Text excerpt:
· · · ·
CS6963 Distributed Systems

Lecture 11 Facebook, Massive KVS

Scaling Memcache at Facebook, by Nishtala et al, NSDI 2013

  • Why are we reading this paper?

    • it's an experience paper, not about new ideas/techniques
    • three ways to read it:
      • cautionary tale of problems from not taking consistency seriously
      • impressive story of super high capacity from mostly-off-the-shelf s/w
      • fundamental struggle between performance and consistency
    • we can argue with their design, but not their success
  • how do web sites scale up with growing load?

    • a typical story of evolution over time:
  1. one machine, web server, application, DB DB stores on disk, crash recovery, transactions, SQL application queries DB, formats, HTML, &c but the load grows, your PHP application takes too much CPU time
  2. many web FEs, one shared DB an easy change, since web server + app already separate from storage FEs are stateless, all sharing (and concurrency control) via DB but the load grows; add more FEs; soon single DB server is bottleneck
  3. many web FEs, data sharded over cluster of DBs partition data by key over the DBs app looks at key (e.g. user), chooses the right DB good DB parallelism if no data is super-popular painful -- cross-shard transactions and queries probably don't work hard to partition too finely but DBs are slow, even for reads, why not cache read requests?
  4. many web FEs, many caches for reads, many DBs for writes cost-effective b/c read-heavy and memcached 10x faster than a DB memcached just an in-memory hash table, very simple complex b/c DB and memcacheds can get out of sync (next bottleneck will be DB writes -- hard to solve)
· · · ·
The tasks:
1 – Locate each line in the entries that contains the string "Target", and copy those lines.
2 – Carry the lecture notes on scaling Memcache at Facebook further, starting after their last line.
The lecture notes and the entries were drawn from separate sources.
· · · ·
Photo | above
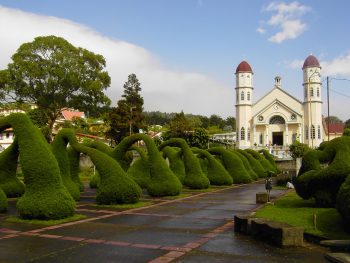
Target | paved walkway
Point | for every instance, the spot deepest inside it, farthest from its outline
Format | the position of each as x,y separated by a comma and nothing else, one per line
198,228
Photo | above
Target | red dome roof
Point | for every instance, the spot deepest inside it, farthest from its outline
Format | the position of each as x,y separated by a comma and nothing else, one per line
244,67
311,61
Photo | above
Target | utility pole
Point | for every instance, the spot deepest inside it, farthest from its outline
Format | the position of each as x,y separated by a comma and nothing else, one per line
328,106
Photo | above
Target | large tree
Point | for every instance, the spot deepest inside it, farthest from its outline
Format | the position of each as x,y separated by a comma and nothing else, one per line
· · · ·
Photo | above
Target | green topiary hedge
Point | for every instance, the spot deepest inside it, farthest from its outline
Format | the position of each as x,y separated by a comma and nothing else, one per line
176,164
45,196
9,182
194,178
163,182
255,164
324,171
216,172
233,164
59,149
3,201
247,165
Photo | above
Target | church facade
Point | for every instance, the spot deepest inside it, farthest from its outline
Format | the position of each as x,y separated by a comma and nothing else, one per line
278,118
· · · ·
Results for each task:
1 –
Target | paved walkway
Target | red dome roof
Target | utility pole
Target | large tree
Target | green topiary hedge
Target | church facade

2 –
  • the big facebook infrastructure picture
    • lots of users, friend lists, status, posts, likes, photos
      • fresh/consistent data apparently not critical
      • because humans are tolerant?
    • high load: billions of operations per second
      • that's 10,000x the throughput of one DB server
    • multiple data centers (at least west and east coast)
    • each data center -- "region":
      • "real" data sharded over MySQL DBs
      • memcached layer (mc)
      • web servers (clients of memcached)
    • each data center's DBs contain full replica
    • west coast is master, others are slaves via MySQL async log replication

how do FB apps use mc?

    v = get(k) (computes hash(k) to choose mc server)
    if v is nil {
      v = fetch from DB
      set(k, v)
    v = new value
    send k,v to DB

  • application determines relationship of mc to DB
    • mc doesn't know anything about DB
  • FB uses mc as a "look-aside" cache

    • real data is in the DB
    • cached value (if any) should be same as DB
  • what does FB store in mc?

    • paper does not say
    • maybe userID -> name; userID -> friend list; postID -> text; URL -> likes
    • basically copies of data from DB
  • paper lessons:

    • look-aside is much trickier than it looks -- consistency
      • paper is trying to integrate mutually-oblivious storage layers
    • cache is critical:
      • not really about reducing user-visible delay
      • mostly about surviving huge load!
      • cache misses and failures can create intolerable DB load
    • they can tolerate modest staleness: no freshness guarantee
    • stale data nevertheless a big headache
      • want to avoid unbounded staleness (e.g. missing a delete() entirely)
      • want read-your-own-writes
      • each performance fix brings a new source of staleness
    • huge "fan-out" => parallel fetch, in-cast congestion


  • majority of paper is about avoiding stale data
  • but staleness only arose from performance design

  • performance comes from parallel get()s by many mc servers

    • driven by parallel processing of HTTP requests by many web servers
    • two basic parallel strategies for storage: partition vs replication
  • will partition or replication yield most mc throughput?

    • partition: frontend i, key k -> mc server hash(k)
    • replicate: frontend i, key k -> mc server hash(i)
    • partition is more memory efficient (one copy of each k/v)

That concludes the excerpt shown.